* [Required work]:
Return the article on central banks pulling back pandemic stimulus word for word, in full.

Top of Source document

Peak Central Bank Support Marks New Phase for World Recovery
The pandemic recovery is in a new phase as multiple central banks start or plot the withdrawal of emergency stimulus, gradually shifting from peak support and opening up divergences in international policy making.
The Federal Reserve's crab walk toward the moment it reduces its aid has cemented the global pivot, with counterparts in the U.K., Canada, Norway, Sweden, South Korea and New Zealand among those sketching out maps to a pullback.
China's central bank has already switched gears and is focusing on controlling debt while ensuring those parts of the economy that still need liquidity, get it. Just last week, Mexico, Hungary and the Czech Republic raised interest rates, following hikes earlier in 2021 from Brazil, Turkey and Russia.
The policy turn is still expected to be slow as the ongoing spread of Covid-19 variants complicates a return to economic normality and most policy makers contend inflation surges will fade. The European Central Bank and Bank of Japan are signaling they'll maintain their easy-money settings.
All told, JPMorgan Chase & Co. economists estimate the average global interest rate will rise only fractionally through the rest of this year to 1.28% from the current 1.27%.

Bottom of Source document
Top of Extracted entries

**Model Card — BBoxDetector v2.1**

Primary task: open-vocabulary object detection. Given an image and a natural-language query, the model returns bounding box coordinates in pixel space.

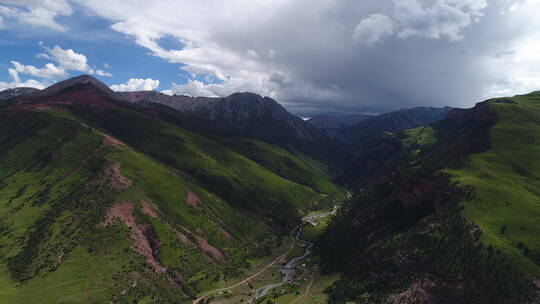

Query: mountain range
[0,75,540,303]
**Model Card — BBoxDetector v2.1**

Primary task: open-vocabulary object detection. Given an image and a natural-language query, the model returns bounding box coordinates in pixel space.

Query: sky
[0,0,540,117]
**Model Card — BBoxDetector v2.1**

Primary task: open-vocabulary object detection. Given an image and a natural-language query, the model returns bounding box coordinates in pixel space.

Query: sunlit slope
[67,107,321,229]
[446,93,540,276]
[0,110,326,303]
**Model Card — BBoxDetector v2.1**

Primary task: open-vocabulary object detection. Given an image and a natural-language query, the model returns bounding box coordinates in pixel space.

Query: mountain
[0,87,39,100]
[307,114,372,138]
[0,76,344,303]
[318,92,540,303]
[120,91,339,161]
[338,107,452,147]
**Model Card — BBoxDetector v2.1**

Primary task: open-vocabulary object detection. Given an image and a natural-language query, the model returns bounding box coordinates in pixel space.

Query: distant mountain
[120,91,344,160]
[338,107,452,147]
[307,114,373,138]
[0,87,39,100]
[318,92,540,304]
[0,76,344,303]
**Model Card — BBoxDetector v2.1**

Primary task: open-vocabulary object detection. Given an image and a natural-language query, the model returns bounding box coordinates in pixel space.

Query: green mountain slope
[319,93,540,303]
[0,75,340,303]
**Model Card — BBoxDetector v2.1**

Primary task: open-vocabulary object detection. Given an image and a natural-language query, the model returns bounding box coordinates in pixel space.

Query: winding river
[246,220,318,303]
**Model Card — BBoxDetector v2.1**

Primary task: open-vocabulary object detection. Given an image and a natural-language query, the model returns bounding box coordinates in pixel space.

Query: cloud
[10,41,112,82]
[44,43,94,74]
[111,78,159,92]
[394,0,487,41]
[353,13,394,45]
[95,70,112,77]
[11,61,67,79]
[7,0,540,116]
[0,0,73,31]
[0,68,49,91]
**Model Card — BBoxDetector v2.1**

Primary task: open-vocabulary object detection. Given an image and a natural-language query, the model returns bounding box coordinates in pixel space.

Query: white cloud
[0,0,73,31]
[45,44,94,74]
[111,78,159,92]
[353,13,394,45]
[0,68,49,91]
[11,61,67,79]
[6,0,540,112]
[95,70,112,77]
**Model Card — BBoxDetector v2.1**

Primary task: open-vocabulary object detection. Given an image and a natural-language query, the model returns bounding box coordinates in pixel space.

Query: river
[246,218,318,303]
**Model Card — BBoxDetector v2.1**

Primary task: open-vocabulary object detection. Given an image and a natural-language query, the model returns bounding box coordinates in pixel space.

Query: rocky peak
[0,87,39,100]
[38,74,124,100]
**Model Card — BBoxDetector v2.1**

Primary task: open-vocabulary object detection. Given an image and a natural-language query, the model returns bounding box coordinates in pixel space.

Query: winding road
[193,225,302,304]
[192,212,334,304]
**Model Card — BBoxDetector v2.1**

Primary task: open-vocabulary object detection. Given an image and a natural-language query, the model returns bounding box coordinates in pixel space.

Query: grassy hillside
[319,93,540,303]
[67,107,320,231]
[214,138,343,194]
[0,98,340,303]
[445,93,540,276]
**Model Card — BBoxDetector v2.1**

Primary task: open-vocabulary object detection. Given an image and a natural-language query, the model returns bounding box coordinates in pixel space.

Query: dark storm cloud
[4,0,540,116]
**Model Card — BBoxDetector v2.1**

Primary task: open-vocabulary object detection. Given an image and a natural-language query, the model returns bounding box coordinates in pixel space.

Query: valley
[0,75,540,304]
[193,211,332,304]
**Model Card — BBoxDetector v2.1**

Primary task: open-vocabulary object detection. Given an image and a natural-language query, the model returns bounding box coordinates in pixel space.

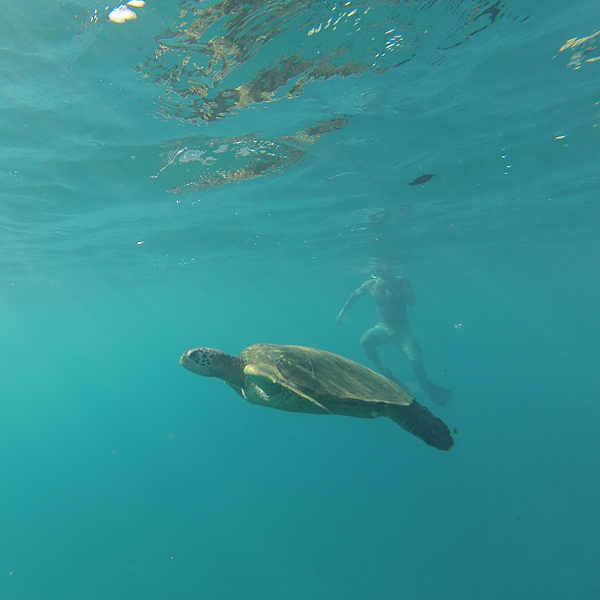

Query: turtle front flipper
[243,365,331,415]
[387,400,454,450]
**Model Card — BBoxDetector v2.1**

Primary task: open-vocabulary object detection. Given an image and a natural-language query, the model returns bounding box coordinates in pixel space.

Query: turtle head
[179,348,244,387]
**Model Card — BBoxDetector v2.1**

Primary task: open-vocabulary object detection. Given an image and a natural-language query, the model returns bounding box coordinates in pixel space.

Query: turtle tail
[387,400,454,450]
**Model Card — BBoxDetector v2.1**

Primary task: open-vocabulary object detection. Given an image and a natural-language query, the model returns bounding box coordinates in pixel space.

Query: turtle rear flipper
[387,400,454,450]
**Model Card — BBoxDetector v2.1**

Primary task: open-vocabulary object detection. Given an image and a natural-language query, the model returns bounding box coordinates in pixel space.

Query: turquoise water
[0,0,600,600]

Bottom of Extracted entries

* [Response to this task]:
Peak Central Bank Support Marks New Phase for World Recovery
The pandemic recovery is in a new phase as multiple central banks start or plot the withdrawal of emergency stimulus, gradually shifting from peak support and opening up divergences in international policy making.
The Federal Reserve's crab walk toward the moment it reduces its aid has cemented the global pivot, with counterparts in the U.K., Canada, Norway, Sweden, South Korea and New Zealand among those sketching out maps to a pullback.
China's central bank has already switched gears and is focusing on controlling debt while ensuring those parts of the economy that still need liquidity, get it. Just last week, Mexico, Hungary and the Czech Republic raised interest rates, following hikes earlier in 2021 from Brazil, Turkey and Russia.
The policy turn is still expected to be slow as the ongoing spread of Covid-19 variants complicates a return to economic normality and most policy makers contend inflation surges will fade. The European Central Bank and Bank of Japan are signaling they'll maintain their easy-money settings.
All told, JPMorgan Chase & Co. economists estimate the average global interest rate will rise only fractionally through the rest of this year to 1.28% from the current 1.27%.